— Begin Data provided —

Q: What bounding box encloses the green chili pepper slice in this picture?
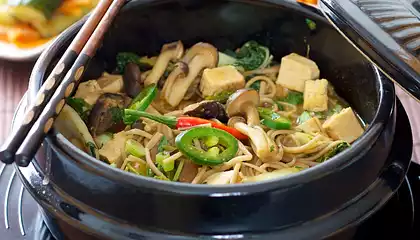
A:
[128,84,157,111]
[175,127,238,166]
[123,84,157,125]
[258,108,292,130]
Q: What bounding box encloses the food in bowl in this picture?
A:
[56,41,365,185]
[0,0,98,48]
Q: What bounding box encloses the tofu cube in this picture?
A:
[276,53,319,92]
[296,117,322,134]
[303,79,328,112]
[322,108,364,143]
[200,66,245,97]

— End Data provided —

# Given request
Write out the lines above as a JSON list of strings, one string per line, skipping blank lines and leaving the pictures out.

# In response
[
  "Q: What bounding box encloses the green chili pepper slice in this picture?",
  "A:",
  "[128,84,157,111]",
  "[175,127,238,166]",
  "[123,84,157,125]",
  "[258,108,292,130]",
  "Q: What bounding box encloses the food in bowl in this picture?",
  "A:",
  "[56,41,365,185]",
  "[0,0,98,48]",
  "Q: What bounding box encloses the tofu cube in this picture?",
  "A:",
  "[276,53,319,92]",
  "[296,117,322,134]",
  "[303,79,328,112]",
  "[322,108,364,143]",
  "[200,66,245,97]"
]